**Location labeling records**
* * * *

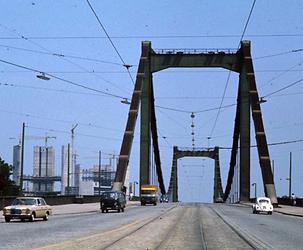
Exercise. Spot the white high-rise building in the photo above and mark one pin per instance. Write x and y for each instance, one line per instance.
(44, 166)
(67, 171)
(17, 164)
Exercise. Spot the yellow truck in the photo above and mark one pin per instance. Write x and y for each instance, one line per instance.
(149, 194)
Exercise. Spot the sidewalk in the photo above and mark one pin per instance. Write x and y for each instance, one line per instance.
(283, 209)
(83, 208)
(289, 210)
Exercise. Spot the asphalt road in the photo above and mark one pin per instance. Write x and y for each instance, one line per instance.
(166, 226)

* * * *

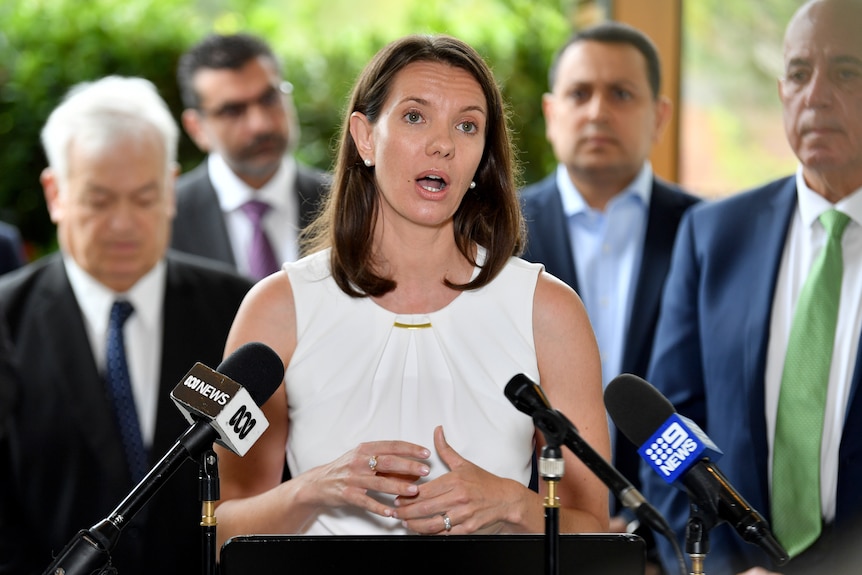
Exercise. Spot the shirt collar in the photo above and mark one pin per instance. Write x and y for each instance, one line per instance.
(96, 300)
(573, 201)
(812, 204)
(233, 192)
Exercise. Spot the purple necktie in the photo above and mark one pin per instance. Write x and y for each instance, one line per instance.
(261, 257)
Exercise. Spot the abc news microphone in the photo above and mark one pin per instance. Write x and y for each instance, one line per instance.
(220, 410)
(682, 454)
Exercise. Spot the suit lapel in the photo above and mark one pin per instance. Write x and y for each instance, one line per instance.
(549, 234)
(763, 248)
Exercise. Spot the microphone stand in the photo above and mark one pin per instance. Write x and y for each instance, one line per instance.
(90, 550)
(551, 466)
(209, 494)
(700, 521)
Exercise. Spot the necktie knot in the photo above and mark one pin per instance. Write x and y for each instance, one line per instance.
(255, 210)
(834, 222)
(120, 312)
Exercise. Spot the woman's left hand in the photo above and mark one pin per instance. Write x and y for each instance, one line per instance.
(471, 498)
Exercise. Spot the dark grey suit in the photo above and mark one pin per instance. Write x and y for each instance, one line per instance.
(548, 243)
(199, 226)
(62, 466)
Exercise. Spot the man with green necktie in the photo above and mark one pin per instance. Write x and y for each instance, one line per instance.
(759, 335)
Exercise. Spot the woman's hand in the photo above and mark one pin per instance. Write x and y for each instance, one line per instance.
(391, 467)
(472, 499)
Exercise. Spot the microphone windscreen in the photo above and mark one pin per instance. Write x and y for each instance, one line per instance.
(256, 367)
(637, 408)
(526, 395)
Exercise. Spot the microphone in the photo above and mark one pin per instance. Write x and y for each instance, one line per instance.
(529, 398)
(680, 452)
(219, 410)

* * * *

**WHAT IS REQUIRED**
Find each line in the items above that contains the string "woman", where uppercase and lowercase letters count as different, and copy every such line.

**RESPONSE**
Exercise. Spot the woman's left hand in the photo above and mark one pin per instance. Write x and y for each instance, one line per instance.
Exercise. Spot the woman's hand in the photo above and mark one pin per instance. Write x and y for each instance, one line per instance.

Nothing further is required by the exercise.